PROVIDED RECORDS =>
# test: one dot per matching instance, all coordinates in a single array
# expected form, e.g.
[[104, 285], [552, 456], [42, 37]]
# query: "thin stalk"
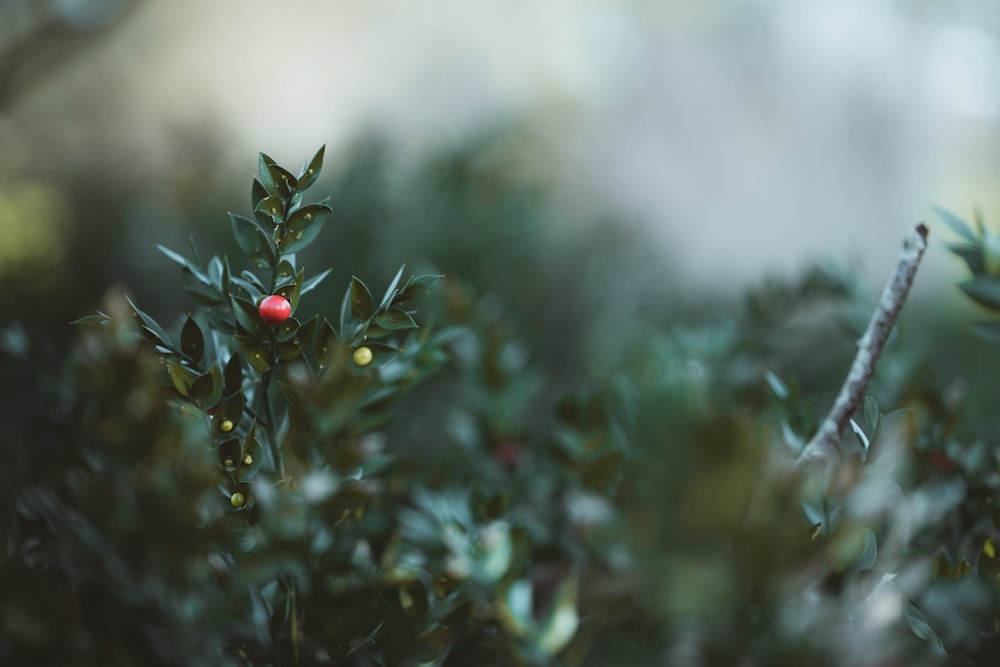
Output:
[[823, 445]]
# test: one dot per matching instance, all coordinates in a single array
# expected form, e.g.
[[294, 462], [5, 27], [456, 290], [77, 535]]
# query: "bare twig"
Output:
[[870, 346]]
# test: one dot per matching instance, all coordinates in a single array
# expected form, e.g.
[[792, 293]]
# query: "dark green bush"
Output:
[[366, 485]]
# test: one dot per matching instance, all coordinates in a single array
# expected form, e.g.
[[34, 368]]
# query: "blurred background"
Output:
[[650, 154]]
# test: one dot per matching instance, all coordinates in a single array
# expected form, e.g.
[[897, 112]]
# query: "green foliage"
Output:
[[365, 484]]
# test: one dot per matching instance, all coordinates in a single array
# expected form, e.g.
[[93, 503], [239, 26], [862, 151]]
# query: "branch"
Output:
[[870, 346]]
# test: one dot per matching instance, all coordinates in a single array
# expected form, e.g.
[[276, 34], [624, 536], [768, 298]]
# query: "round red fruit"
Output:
[[274, 309]]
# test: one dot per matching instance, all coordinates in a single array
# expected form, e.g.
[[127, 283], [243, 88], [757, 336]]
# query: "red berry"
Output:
[[274, 309]]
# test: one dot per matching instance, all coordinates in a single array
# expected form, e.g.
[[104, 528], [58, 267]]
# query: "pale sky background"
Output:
[[751, 135]]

DIRECTION => Omit each picture, then return all of the listing exactly as it stands.

RESULT FOR THIS TASK =>
# test: one dot per matching instance, all coordinates in a single array
# expected form, e.g.
[[104, 285], [552, 456], [42, 37]]
# query: "thin stalk"
Output:
[[823, 445]]
# test: one dot per matching instance, all coordinates in a single array
# expected form, e.g.
[[294, 462], [5, 27], [456, 290], [77, 535]]
# query: "bare twig"
Output:
[[870, 346]]
# test: one dot per matching instance, all coordinates in a single array
# expected form, e.g.
[[792, 293]]
# query: "dark green bush"
Output:
[[366, 485]]
# test: one dot per matching instance, all coordinates in a single array
# expected form, e.g.
[[34, 368]]
# query: "blurred background"
Output:
[[650, 154]]
# test: one dot per matching instance, all coordinates in a single array
# expected form, e.g.
[[897, 112]]
# query: "green foliage"
Output:
[[365, 484]]
# test: one dot per matching instance, all coordinates in a single array
# expected form, e.g.
[[93, 503], [239, 26], [862, 151]]
# query: "branch"
Output:
[[870, 346]]
# test: one dot per matching instance, all coordinates in a single array
# expected form, e.g.
[[276, 34], [624, 536], [768, 298]]
# query: "round red fruit"
Output:
[[274, 309]]
# test: one dot per matching instance, all coordinates in a single array
# expected form, e.g.
[[127, 283], [243, 88], [757, 336]]
# query: "red berry"
Output:
[[274, 309]]
# test: one dot per matching instance, all coordinates in a single array
# expected form, e.g.
[[104, 528], [58, 267]]
# query: "pale sky background"
Output:
[[751, 135]]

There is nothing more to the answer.